Extract every line of the data below word for word, leaving out the pictures.

_DATA PROVIDED:_
□ □ □ □

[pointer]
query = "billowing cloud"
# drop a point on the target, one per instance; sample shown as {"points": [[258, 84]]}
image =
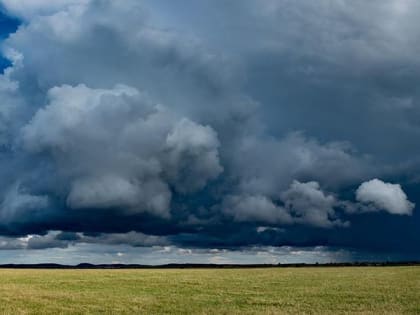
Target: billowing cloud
{"points": [[384, 196], [128, 122]]}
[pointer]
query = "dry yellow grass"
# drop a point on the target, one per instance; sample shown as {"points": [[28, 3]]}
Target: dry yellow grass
{"points": [[359, 290]]}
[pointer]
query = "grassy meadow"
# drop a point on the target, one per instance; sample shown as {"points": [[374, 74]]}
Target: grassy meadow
{"points": [[342, 290]]}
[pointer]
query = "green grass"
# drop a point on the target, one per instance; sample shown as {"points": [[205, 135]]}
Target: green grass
{"points": [[358, 290]]}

□ □ □ □

_RESULT FOR THIS TASK:_
[pointer]
query = "billowing cloud"
# drop a point on the target, one per instance; sample shown as {"points": [[258, 84]]}
image =
Target: billowing cloud
{"points": [[384, 196], [128, 122]]}
[pointer]
query = "dry yellow grass"
# drop a point on the target, one per instance; sample shown as {"points": [[28, 3]]}
Target: dry yellow grass
{"points": [[359, 290]]}
[pointer]
query = "grassy meadow"
# drop a point on the target, one per instance; sample shown as {"points": [[374, 74]]}
Target: grassy meadow
{"points": [[342, 290]]}
[pointer]
query = "green grass"
# drop a point on the target, one per instance; sample shown as {"points": [[205, 135]]}
Target: green grass
{"points": [[358, 290]]}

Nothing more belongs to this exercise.